#### Required action:
What is needed is a word-for-word transcription of every record below.

#### Collection entries:
────────────────────────────────────────

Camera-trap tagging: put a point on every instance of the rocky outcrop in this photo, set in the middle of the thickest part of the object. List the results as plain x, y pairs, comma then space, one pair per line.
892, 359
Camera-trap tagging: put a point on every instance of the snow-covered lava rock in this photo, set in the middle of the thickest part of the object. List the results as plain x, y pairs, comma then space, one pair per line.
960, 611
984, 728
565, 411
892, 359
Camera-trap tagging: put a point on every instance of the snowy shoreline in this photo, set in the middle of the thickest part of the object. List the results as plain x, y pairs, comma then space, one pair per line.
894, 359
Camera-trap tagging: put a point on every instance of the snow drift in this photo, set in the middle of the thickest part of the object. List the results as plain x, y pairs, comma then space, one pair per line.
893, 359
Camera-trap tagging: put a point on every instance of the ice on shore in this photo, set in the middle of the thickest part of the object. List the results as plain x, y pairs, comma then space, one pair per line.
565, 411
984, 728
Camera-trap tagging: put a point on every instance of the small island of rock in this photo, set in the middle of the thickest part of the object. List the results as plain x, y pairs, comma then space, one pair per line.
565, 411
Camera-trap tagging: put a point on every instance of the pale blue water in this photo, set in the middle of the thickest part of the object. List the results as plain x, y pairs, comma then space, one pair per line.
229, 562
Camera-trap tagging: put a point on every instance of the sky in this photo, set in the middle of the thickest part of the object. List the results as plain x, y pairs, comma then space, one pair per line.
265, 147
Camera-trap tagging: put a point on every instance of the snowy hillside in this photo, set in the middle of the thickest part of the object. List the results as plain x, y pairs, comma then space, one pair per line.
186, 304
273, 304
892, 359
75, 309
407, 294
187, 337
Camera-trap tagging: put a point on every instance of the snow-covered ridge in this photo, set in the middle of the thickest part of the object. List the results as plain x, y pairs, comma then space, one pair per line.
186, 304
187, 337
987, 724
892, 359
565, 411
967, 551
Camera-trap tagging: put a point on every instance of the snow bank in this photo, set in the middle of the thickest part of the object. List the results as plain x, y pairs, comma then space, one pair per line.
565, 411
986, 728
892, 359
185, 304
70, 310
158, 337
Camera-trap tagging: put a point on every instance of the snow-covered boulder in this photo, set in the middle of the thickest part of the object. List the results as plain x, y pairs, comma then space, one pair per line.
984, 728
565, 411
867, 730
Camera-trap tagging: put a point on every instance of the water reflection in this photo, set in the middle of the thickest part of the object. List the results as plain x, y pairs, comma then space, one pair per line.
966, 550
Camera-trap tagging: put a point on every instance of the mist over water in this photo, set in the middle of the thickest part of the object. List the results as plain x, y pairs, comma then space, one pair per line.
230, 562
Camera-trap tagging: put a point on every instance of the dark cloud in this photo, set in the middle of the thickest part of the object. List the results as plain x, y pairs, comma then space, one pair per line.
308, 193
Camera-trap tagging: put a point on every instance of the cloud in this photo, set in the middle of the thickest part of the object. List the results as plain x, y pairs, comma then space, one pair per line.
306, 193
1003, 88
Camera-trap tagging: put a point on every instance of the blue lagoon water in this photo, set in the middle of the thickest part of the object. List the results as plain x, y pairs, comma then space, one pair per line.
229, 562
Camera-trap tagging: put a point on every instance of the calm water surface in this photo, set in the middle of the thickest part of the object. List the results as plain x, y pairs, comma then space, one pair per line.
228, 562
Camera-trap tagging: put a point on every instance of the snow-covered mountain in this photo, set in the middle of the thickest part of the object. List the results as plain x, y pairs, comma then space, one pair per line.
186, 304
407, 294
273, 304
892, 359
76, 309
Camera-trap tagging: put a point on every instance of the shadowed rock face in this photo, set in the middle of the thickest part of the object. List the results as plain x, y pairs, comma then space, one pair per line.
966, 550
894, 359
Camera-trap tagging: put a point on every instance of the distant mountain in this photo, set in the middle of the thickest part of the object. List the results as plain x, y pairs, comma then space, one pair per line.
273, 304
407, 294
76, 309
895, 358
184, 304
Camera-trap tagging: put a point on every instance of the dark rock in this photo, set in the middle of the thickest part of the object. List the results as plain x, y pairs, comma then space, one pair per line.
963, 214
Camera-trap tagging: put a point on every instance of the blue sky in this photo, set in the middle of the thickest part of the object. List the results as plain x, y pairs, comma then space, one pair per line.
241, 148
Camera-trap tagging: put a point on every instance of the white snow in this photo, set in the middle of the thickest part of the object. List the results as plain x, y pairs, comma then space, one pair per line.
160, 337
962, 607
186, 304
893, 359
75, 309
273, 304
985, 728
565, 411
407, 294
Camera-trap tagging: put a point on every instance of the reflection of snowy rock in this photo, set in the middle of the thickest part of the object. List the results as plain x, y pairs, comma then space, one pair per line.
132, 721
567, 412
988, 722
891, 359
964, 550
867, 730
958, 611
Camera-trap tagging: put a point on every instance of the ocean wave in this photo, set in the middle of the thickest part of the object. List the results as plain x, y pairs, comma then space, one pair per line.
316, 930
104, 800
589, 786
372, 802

────────────────────────────────────────

#### Result of this task:
Camera-trap tagging: put a point on every instance of the rocky outcrop in this photo, set in the middle of the thickest part of the object. List the results as plain x, y pairs, comma then space, one pair per line.
892, 359
Camera-trap tagging: put a point on every instance of the snow-covered lava rock in this photo, set in the middle of the thickest part of the object. List the results as plain x, y pairs, comma then space, one pair per line.
960, 611
984, 728
565, 411
892, 359
Camera-trap tagging: put a point on every instance of the snowy shoreline in this photo, set in the middle of the thickest part of the object. List the results as plain x, y pairs, comma then space, one pair per line.
894, 359
Camera-trap tagging: put a point on every instance of the snow drift in this photo, set in the middle of the thickest part of the object. List the results as plain x, y pairs, comma then space, one pair per line.
893, 359
Camera-trap tagging: put a point on every instance of the ice on shore in this photo, set in the middle of the thickest part of the object. List the results as plain x, y pairs, comma then space, one pair per line.
565, 411
984, 728
Camera-trap tagging: put a point on every instance of the small island of rock in this photo, set in the middle of the thickest part of the object. List the results as plain x, y pairs, comma then space, one pair per line.
565, 411
Camera-trap tagging: put a point on every instance of the pale blue water in this photo, set in the middle of the thickest part of the object. List the results as plain x, y pairs, comma then space, one pair per line.
229, 562
Camera-trap tagging: put a point on every instance of the sky in this photo, set in the middle of the thickest part of the object. List the results as plain x, y pairs, comma then space, one pair per line.
265, 147
Camera-trap tagging: put a point on every instance of the snowy hillside in this photo, set in the middle of the thickest part of the object. List the results as plain x, y pairs, comma then space, one pair per line.
186, 304
273, 304
892, 359
75, 309
407, 294
187, 337
Camera-trap tagging: put a point on every instance of the snow-covered ridge in this photo, set in the middle of the thickest part of the object. List the results as plain x, y pairs, comma then space, one pair per line.
186, 304
187, 337
987, 724
892, 359
565, 411
967, 551
Camera-trap tagging: put a point on every instance of the snow bank in this photo, set in the middle of the thickest part of the object. List the results as plain x, y pairs, comma then space, one pair per line.
565, 411
986, 728
892, 359
185, 304
70, 310
158, 337
Camera-trap tagging: put a point on every instance of the snow-covered boulder in this photo, set in the middle of the thickest part of the object. List the results as plain x, y pairs, comma then space, one pair per line.
984, 728
565, 411
867, 730
Camera-trap tagging: put a point on every instance of the water reflection in this photo, set in the middle of the thickest part of the object. List the results as plain x, y pairs, comma then space, one pair per line.
966, 550
Camera-trap tagging: put a point on every instance of the mist over water in this photo, set in the middle of the thickest part of the object. List the results as plain x, y pairs, comma then space, one pair per line.
230, 562
Camera-trap tagging: put a point on every instance of the dark cloud in this photo, set in the middle of the thickest part of the object. List the results as plain x, y pairs, comma then space, one pair per line.
308, 193
Camera-trap tagging: put a point on every instance of the cloud in this photo, set in the middle of the thickest part of the object. List the results as plain x, y pairs, comma then space, one pair per line.
306, 193
1003, 88
Camera-trap tagging: put a point on every instance of the blue lagoon water in this photo, set in the middle of the thickest part of the object. List the results as plain x, y pairs, comma then space, one pair per line.
229, 562
Camera-trap tagging: put a point on every instance of the calm water surface in this photo, set in the middle of the thickest part of the object. List the results as plain x, y pairs, comma then space, one pair per line.
228, 562
Camera-trap tagging: put a point on every instance of the snow-covered mountain in this photo, set in the middle of the thickest part of the object. List the results as plain x, y pairs, comma then space, one pair per line.
186, 304
407, 294
273, 304
892, 359
76, 309
Camera-trap tagging: put a point on every instance of the shadowed rock face in this photo, set in the middle of the thickest part of the object. List the results as plain x, y pairs, comma then space, one pair per line.
966, 550
894, 359
Camera-trap tagging: put a point on every instance of the distant mountain in this photo, set in the middle of the thickest part of the object. List the results as plain x, y pairs, comma then space, one pair per line.
273, 304
407, 294
76, 309
895, 358
184, 304
Camera-trap tagging: put a point on every instance of the dark rock in this photo, set in the middle of the thickest part of the object. List the results as plain x, y pairs, comma then space, one pair per line.
963, 214
Camera-trap tagging: put a point on every instance of the blue sky in this photo, set in the middle of the thickest part of the object. List the results as plain x, y pairs, comma then space, one pair per line.
241, 148
Camera-trap tagging: put a point on every instance of the white snow in this photo, set in the middle of the thickest part of the object. List the results as plain x, y pairs, comma then space, one pair per line.
160, 337
962, 607
186, 304
893, 359
75, 309
273, 304
985, 728
565, 411
407, 294
Camera-trap tagging: put a point on every instance of the reflection of snowy rock in this photo, set in the middle of the thickest part of the object. List the results as plain x, y pairs, comma then space, one pair per line.
132, 721
567, 412
988, 722
891, 359
964, 550
867, 730
958, 611
Camera-trap tagging: put a point on every instance of the ocean wave in this photo, set in the middle of the thickest part of the object. List the results as plain x, y pairs, comma then space, one pair per line.
316, 930
104, 800
589, 786
372, 802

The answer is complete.